**Short exercise:** Please reproduce, word for word, the stretch of the article below on vector search as a streaming problem from "For static corpora, this" to "a streaming problem.".

**Selected excerpt:**
The Live Index: Why Vector Search Should Be a Streaming Problem

There is a quiet assumption baked into almost every vector database in production today: that the corpus you search is, in some practical sense, frozen.

You batch up your documents. You run them through an embedding model. You bulk insert the resulting vectors into Pinecone, Weaviate, Milvus, pgvector, or one of a dozen others. You build an HNSW or IVF index over that snapshot. Then you point your retrieval layer at it and serve queries. When new data shows up, you queue it for the next ingestion run. The index, meanwhile, keeps answering questions based on the world as it existed an hour ago, or a day ago, or whenever the last cron job finished.

For static corpora, this is fine. Most of Wikipedia does not change in the next ten minutes. But the workloads people actually want to build now are not static. They are product catalogs that change with every price update. They are conversation histories that grow with every user message. They are fraud signals where the embedding of a session is only useful if you can query it within seconds of the session happening. The data is alive. The index is not.

We think this gap, between the data that exists and the data you can search, is the most underappreciated problem in vector retrieval. And we think it is fundamentally a streaming problem.

**Stored rows:**
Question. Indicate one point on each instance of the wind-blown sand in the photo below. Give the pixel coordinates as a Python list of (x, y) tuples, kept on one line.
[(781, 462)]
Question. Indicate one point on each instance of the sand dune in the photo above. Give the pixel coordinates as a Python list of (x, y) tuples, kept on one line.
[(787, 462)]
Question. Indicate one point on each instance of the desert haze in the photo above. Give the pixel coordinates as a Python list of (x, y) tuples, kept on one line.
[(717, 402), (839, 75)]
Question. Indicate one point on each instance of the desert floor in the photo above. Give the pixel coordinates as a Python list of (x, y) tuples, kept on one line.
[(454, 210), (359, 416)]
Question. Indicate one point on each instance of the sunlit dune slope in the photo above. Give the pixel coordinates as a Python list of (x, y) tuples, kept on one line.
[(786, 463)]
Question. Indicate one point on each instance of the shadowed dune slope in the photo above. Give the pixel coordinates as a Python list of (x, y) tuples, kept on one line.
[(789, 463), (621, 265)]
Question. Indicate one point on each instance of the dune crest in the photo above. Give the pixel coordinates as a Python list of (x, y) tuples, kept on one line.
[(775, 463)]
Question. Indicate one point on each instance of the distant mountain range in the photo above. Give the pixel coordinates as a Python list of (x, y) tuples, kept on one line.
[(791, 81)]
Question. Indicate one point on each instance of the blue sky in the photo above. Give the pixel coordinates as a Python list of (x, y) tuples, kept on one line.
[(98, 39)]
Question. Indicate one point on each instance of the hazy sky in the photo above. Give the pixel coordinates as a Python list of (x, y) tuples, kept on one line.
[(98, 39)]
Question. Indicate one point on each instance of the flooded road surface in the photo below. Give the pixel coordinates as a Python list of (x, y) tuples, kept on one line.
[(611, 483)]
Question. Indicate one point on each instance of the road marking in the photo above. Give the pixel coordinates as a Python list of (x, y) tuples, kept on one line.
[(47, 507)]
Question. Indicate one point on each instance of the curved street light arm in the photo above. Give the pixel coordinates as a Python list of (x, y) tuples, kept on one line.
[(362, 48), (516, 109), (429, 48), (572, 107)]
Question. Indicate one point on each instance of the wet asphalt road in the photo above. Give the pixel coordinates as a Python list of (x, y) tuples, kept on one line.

**Solution:**
For static corpora, this is fine. Most of Wikipedia does not change in the next ten minutes. But the workloads people actually want to build now are not static. They are product catalogs that change with every price update. They are conversation histories that grow with every user message. They are fraud signals where the embedding of a session is only useful if you can query it within seconds of the session happening. The data is alive. The index is not.

We think this gap, between the data that exists and the data you can search, is the most underappreciated problem in vector retrieval. And we think it is fundamentally a streaming problem.